TO BE DONE >>
(A) In the interview about We Are Data, give again the part that opens with the words containing "Cheney-Lippold: Posthumanism is" and closes with "and control us?", switching "credit score" to "loan rating".
(B) In the interview about We Are Data, what algorithmically produced measure decides whether you can buy a house?
(C) Extend the interview about We Are Data from where it stops.

TEXT SHOWN >>
◇ ◇ ◇ ◇
An Interview with John Cheney-Lippold, Author of We Are Data

A Q&A with John Cheney-Lippold, author of We Are Data: Algorithms and The Making of Our Digital Selves.

What is posthumanism and how does it shift emphasis from the contained material body to information?

Cheney-Lippold: Posthumanism is a theory that what makes us up extends beyond our human bodies to include information about us. This is seen in how one’s credit score, which is algorithmically produced, determines if or if not you can buy a house. Ostensibly, this decision has no connection to your body, but demonstrates how one’s self reaches outside one’s body and into the confines of databases and archives. As digital surveillance accumulates more and more data about ourselves, the power of this shift toward information becomes ever more important.

You suggest that our data doesn’t reveal a Truth about ourselves, but instead our “truth” is told to us by an algorithm’s output. How do the terms of information become the terms of our emergent digital subjectivity? How is this reconceptualization of ourselves used to categorize and control us?

CL: When we know who we are—and when we know how who we are regulates how we are seen—we know a great deal about how the terms of our life: what we can do, cannot do, and need to do. When who we are is determined by algorithm, these terms are unknown to us. In this way, whatever an algorithm says we are, we are. There is no truth, but rather a constantly moving “truth” that changes according to our data and how it gets algorithmically valued.

Data transforms an individual into what you call a “dividual.” What does that mean?

CL: We are first dividuals online, not individuals. This is because users of the Internet have no suitable index that connects them to their individuality (two people can easily use the same computer, email account, or Facebook account). Accordingly, identity online comes from connecting different dividual fragments of our data together in order to create an idea of the user. Three dividual fragments of us, then, might be our IP address’ location, the search term we just searched for, and the time of day we searched for it. These fragments, which mean little by themselves, could go on to create an idea of who you are that then determines you to be a “citizen” of the US or a “foreigner”. In this case, while our individualities have histories (and passports) that we use to directly intercede in defining who we are, our dividualities, when algorithmically assembled, produce an idea of our selves likely alien, and unintelligible, to us.
◇ ◇ ◇ ◇
PROVIDED DATA >>
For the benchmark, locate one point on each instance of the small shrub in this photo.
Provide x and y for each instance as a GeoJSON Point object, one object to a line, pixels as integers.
◇ ◇ ◇ ◇
EXPECTED ANSWERS >>
(A)
Cheney-Lippold: Posthumanism is a theory that what makes us up extends beyond our human bodies to include information about us. This is seen in how one’s loan rating, which is algorithmically produced, determines if or if not you can buy a house. Ostensibly, this decision has no connection to your body, but demonstrates how one’s self reaches outside one’s body and into the confines of databases and archives. As digital surveillance accumulates more and more data about ourselves, the power of this shift toward information becomes ever more important.

You suggest that our data doesn’t reveal a Truth about ourselves, but instead our “truth” is told to us by an algorithm’s output. How do the terms of information become the terms of our emergent digital subjectivity? How is this reconceptualization of ourselves used to categorize and control us?

(B) One's credit score.

(C)
How does who we are, algorithmically speaking, change minute by minute, byte by byte according to the interpreter’s proprietary formula and agenda?

CL: Much like in a conversation, where every additional word ideally helps you understand more about the person you are speaking with, every new piece of data you produce adds to the potential meaning of who you are. But, of course, data can be wrong much like people can lie, cheat, or steal. It’s up to algorithmic pattern-matching to determine what is a useful piece of data (one that might change your algorithmic “gender” from “man” to “woman”), or what is a useless meaningless piece of data (one that might have no effect on your algorithmic “gender” at all). But much like one’s identity can change—based on a new website visit or product purchase—the categories of “man” and “women” themselves change, as users characterized as “man” or “woman” do new things, en masse, to collectively redefine the category of “gender”.

Are we unconsciously facilitating our constant contact with an invisible regulatory regime that effectively recalibrates the nuances of who we are in order to define and control us?

CL: I think the only way Internet users are willing to accept such a wide-reaching regulatory regime is because we do not see, and thus unconsciously facilitate contact with it. The purpose of writing my book was to demonstrate how profiling, surveillance, and machine learning are formatively changing not just what the Internet looks like, but literally who we are. Many people learn about digital surveillance and attribute it to “just” targeted advertising. I aim to push readers to think about how digital surveillance actively reconfigures who you are, and who you can be, according to the latent trends found in your latest data.

Algorithms depend on the dividual bits of data we produce rather than knowledge of an integrated individual. Should we be less concerned then about our need for online privacy? How do privacy needs for our body differ from privacy needs for our information?

CL: One privacy is not necessarily more important, or deserving of more concern than another. While bodily privacy is incredibly important, I want to focus, instead, on how we can begin to understand what dividual privacy is and can be.

To focus on informational or dividual privacy is to foreground how privacy is more than just preventing somebody from looking at you in the bathroom. Privacy in the U.S. historical context has been what we call the right “to be let alone.” As such, while we might be alone in our room on our computers, the information about who we are is rarely, if ever, “let alone”. Data about ourselves might make us a “citizen” who has the right to privacy or a “foreigner” who doesn’t; data about our screen size or operating system might make us pay extra on a plane ticket because we are seen to be “wealthy”. Importantly, these pools of data necessarily change according to new web site visits, search queries, or GPS locations. We are forced to live in a digital world that we can never really know—and we thus lose the ability to be “let alone”.

Policing and security agencies can create “predictive policing” algorithmic categories to label certain people as “at risk” for committing crime. How are these algorithms dependent on racial and economic stereotyping and how does it run afoul of profiling laws?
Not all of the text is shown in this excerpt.